THE TASK. Rewrite the items below from the line with "The service SHOULD locate every instance of the windshield" to the line with "[[1162, 179]]", replacing "gray cloud" with "dark storm cloud" and leaving everything else as it is.

Records from a data collection:
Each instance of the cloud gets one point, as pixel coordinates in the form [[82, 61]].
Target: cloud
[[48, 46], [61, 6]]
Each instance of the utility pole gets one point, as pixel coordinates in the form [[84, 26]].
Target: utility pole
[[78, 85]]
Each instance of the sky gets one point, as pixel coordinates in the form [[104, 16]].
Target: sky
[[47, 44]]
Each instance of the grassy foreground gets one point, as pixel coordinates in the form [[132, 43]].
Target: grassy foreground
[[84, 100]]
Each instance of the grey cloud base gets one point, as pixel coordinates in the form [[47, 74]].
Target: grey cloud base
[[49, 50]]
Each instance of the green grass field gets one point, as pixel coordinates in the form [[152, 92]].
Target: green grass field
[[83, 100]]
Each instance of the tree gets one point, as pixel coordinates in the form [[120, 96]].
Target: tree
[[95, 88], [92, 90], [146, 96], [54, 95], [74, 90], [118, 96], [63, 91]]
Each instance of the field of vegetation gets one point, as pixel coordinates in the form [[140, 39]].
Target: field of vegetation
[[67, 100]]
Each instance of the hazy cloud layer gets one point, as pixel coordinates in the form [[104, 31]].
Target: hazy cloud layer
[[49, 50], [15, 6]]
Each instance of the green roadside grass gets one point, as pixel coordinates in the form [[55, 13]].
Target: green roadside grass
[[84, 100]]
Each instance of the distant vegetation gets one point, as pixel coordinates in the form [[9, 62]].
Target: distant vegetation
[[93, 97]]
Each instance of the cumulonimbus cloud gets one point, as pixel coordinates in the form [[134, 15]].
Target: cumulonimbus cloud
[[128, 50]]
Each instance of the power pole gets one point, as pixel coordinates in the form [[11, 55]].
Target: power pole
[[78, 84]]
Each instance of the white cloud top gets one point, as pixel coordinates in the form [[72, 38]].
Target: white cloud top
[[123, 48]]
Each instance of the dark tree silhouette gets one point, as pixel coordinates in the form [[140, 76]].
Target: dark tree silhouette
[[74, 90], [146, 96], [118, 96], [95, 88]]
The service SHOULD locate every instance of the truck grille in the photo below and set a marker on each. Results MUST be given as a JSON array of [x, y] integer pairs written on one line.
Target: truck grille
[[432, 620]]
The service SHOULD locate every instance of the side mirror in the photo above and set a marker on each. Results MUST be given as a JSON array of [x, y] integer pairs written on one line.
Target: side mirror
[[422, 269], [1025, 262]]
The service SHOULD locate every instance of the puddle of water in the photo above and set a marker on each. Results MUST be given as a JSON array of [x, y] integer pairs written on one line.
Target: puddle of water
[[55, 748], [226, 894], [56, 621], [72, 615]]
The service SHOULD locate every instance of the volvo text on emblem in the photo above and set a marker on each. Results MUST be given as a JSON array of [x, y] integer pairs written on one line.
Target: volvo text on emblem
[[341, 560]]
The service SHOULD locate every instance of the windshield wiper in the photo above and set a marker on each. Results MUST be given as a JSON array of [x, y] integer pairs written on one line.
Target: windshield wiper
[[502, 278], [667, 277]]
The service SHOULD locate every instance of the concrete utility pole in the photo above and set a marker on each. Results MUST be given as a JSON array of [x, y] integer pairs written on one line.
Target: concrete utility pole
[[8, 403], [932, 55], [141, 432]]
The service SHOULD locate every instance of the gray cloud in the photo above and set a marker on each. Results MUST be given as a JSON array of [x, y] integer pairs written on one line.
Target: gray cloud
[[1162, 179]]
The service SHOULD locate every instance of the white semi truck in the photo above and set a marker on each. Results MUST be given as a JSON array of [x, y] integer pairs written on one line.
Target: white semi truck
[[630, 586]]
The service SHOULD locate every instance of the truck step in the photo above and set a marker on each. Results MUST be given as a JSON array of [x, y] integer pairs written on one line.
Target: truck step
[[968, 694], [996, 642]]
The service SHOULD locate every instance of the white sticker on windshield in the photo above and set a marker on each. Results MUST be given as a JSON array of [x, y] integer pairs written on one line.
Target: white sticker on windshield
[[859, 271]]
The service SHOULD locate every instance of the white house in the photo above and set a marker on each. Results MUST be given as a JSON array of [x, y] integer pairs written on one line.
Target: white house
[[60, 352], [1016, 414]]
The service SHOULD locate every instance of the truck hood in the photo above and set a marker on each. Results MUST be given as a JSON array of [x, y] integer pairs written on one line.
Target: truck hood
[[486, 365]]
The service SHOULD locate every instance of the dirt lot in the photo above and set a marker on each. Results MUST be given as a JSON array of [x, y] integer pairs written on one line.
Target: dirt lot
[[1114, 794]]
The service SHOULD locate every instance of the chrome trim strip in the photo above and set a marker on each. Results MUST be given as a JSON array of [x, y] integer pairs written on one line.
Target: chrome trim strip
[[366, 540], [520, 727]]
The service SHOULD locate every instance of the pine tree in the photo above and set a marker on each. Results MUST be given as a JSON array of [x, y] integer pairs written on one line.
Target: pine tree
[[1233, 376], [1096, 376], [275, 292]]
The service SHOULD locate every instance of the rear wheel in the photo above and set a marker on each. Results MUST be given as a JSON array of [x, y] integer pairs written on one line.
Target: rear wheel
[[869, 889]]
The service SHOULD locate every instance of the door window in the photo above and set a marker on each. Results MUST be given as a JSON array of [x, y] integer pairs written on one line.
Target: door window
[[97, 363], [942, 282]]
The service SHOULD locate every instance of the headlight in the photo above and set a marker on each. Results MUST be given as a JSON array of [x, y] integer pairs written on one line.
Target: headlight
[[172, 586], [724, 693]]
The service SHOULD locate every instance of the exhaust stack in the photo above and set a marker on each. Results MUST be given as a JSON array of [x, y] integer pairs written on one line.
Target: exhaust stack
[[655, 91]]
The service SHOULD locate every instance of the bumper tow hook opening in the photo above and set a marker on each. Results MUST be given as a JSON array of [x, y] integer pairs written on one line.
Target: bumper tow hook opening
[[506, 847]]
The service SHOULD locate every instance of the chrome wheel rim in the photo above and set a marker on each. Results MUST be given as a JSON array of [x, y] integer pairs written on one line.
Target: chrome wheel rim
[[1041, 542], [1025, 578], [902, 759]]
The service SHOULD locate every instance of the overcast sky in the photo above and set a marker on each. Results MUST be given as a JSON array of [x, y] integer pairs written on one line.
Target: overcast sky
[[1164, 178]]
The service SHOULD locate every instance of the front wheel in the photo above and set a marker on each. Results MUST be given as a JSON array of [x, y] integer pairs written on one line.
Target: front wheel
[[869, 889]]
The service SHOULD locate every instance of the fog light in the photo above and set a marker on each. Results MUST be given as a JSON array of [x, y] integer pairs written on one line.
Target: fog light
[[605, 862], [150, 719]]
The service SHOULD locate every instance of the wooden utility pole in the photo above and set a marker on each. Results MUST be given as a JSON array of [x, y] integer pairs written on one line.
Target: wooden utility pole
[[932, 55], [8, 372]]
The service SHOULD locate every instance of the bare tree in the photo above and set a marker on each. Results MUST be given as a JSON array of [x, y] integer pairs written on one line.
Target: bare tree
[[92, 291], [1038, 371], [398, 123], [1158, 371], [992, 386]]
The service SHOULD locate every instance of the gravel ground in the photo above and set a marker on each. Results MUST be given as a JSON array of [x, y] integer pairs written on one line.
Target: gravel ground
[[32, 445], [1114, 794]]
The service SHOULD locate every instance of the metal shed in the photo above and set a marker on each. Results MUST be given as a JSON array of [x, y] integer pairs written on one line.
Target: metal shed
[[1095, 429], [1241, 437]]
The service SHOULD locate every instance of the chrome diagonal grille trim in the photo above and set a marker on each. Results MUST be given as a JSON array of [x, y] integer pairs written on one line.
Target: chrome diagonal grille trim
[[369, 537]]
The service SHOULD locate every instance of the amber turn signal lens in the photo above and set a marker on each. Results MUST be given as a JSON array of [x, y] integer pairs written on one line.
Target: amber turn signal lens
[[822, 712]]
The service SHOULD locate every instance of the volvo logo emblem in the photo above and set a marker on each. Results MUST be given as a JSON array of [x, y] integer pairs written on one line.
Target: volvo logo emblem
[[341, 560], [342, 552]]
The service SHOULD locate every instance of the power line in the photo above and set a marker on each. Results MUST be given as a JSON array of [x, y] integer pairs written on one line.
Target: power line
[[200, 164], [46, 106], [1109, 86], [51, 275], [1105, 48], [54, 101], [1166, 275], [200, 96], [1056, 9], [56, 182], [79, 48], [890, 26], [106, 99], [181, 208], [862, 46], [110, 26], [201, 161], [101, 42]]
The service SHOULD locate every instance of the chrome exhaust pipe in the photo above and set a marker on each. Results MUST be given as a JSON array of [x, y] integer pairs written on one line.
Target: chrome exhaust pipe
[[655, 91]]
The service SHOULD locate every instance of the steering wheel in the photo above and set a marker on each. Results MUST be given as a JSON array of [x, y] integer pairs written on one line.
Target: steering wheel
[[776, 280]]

WRITTEN REPLY.
The service SHOULD locate every instance of the windshield wiper in the photo above and set a marker on each. Results MUST be given as a JSON array of [x, y] integer pairs written on one line.
Target: windshield wiper
[[502, 278], [667, 277]]
The service SHOULD locate every instance of the concrete utility pole in the photo above and set a marker on each. Results MUST be given as a JSON array of [x, y] integer pairs written on one line.
Target: concrete utility pole
[[8, 403], [932, 55], [141, 432]]
The service SHOULD locate every instance of the dark storm cloud in the photo above and set a marker on each. Results MUST be given as a JSON array of [x, y] integer pairs written on one line.
Target: dark storm cloud
[[1162, 179]]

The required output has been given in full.